(Object location annotation data)
** BEGIN **
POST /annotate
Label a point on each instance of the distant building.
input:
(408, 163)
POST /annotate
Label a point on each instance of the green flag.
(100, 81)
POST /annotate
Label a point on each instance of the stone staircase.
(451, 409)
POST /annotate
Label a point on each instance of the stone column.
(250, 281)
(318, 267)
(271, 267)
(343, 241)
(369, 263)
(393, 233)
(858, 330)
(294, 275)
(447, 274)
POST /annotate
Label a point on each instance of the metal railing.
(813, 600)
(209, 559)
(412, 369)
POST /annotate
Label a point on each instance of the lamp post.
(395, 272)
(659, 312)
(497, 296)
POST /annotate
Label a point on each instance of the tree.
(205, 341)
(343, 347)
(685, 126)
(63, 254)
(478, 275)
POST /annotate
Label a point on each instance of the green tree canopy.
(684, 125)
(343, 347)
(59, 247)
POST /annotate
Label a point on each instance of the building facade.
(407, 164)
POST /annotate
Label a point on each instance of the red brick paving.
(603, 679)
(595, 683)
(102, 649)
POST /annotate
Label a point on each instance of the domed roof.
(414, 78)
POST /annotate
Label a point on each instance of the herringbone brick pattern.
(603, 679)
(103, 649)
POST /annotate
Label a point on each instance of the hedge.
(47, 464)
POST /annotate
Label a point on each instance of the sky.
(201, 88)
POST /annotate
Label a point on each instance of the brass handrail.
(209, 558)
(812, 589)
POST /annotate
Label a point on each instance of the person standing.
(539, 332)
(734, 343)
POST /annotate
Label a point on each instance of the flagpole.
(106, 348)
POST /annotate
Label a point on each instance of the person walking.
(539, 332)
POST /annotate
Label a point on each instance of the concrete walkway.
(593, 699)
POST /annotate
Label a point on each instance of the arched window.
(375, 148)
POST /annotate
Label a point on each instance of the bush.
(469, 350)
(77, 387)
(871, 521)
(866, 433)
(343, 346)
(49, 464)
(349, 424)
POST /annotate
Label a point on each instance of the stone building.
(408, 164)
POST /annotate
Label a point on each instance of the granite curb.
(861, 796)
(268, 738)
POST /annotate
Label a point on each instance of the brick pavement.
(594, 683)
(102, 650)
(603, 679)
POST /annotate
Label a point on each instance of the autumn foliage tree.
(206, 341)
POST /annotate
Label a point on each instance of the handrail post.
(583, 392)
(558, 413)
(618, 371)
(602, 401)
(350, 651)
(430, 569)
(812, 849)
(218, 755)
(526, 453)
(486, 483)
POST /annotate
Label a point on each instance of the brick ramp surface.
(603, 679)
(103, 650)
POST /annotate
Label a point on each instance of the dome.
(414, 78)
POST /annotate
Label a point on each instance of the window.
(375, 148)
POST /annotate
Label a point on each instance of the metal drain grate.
** END **
**What to do**
Each line above must be printed exactly as it appears.

**Response below**
POST /annotate
Label a point on each instance of the distant building.
input:
(408, 163)
POST /annotate
Label a point on each instance of the green flag.
(100, 81)
POST /annotate
Label a point on each instance of the stone staircase.
(451, 409)
POST /annotate
Label a point on each instance of the stone column.
(250, 281)
(318, 267)
(271, 267)
(343, 241)
(369, 263)
(393, 233)
(858, 330)
(294, 275)
(447, 274)
POST /annotate
Label a point on each instance of the metal railing.
(813, 600)
(209, 559)
(412, 369)
POST /annotate
Label a point on each instance of the lamp post.
(395, 272)
(659, 312)
(497, 296)
POST /annotate
Label a point on each instance of the tree.
(205, 341)
(343, 347)
(685, 126)
(63, 254)
(478, 275)
POST /annotate
Label a point on each instance of the green tree canopy.
(684, 125)
(343, 347)
(59, 247)
POST /annotate
Label a point on each instance of the building facade.
(407, 164)
POST /annotate
Label a point on each instance of the red brick paving.
(603, 679)
(595, 683)
(102, 649)
POST /annotate
Label a point on each instance of the domed roof.
(414, 78)
POST /annotate
Label a point on each instance of the herringbone brick pattern.
(603, 679)
(103, 649)
POST /annotate
Label a point on each instance of the hedge.
(47, 464)
POST /annotate
Label a point on each instance of the sky.
(201, 88)
POST /annotate
Label a point on each instance of the brass handrail.
(209, 558)
(812, 589)
POST /annotate
Label a point on each instance of the person standing.
(539, 332)
(734, 343)
POST /annotate
Label a point on each instance of the flagpole.
(106, 348)
POST /annotate
Label a point on each instance of the person walking.
(539, 332)
POST /annotate
Label a point on each instance of the concrete walkway.
(593, 699)
POST /annotate
Label a point on each instance of the arched window.
(375, 148)
POST /annotate
Label a point on each instance of the bush.
(469, 350)
(77, 387)
(871, 521)
(866, 433)
(343, 346)
(49, 464)
(349, 424)
POST /annotate
Label a point on each instance of the stone building.
(408, 164)
POST /annotate
Label a point on each instance of the granite curb.
(861, 796)
(268, 738)
POST /annotate
Label a point on each instance of the brick pavement.
(594, 683)
(102, 650)
(603, 679)
POST /annotate
Label a point on each instance of the autumn foliage tree.
(206, 341)
POST /annotate
Label a point on each instance of the handrail post.
(583, 392)
(558, 413)
(618, 371)
(602, 401)
(350, 651)
(430, 569)
(812, 849)
(218, 755)
(526, 453)
(486, 483)
POST /annotate
Label a point on each instance of the brick ramp surface.
(603, 679)
(103, 650)
POST /annotate
Label a point on each instance of the dome.
(414, 78)
POST /annotate
Label a point on each instance of the window.
(375, 148)
POST /annotate
Label a point on each instance of the metal drain grate.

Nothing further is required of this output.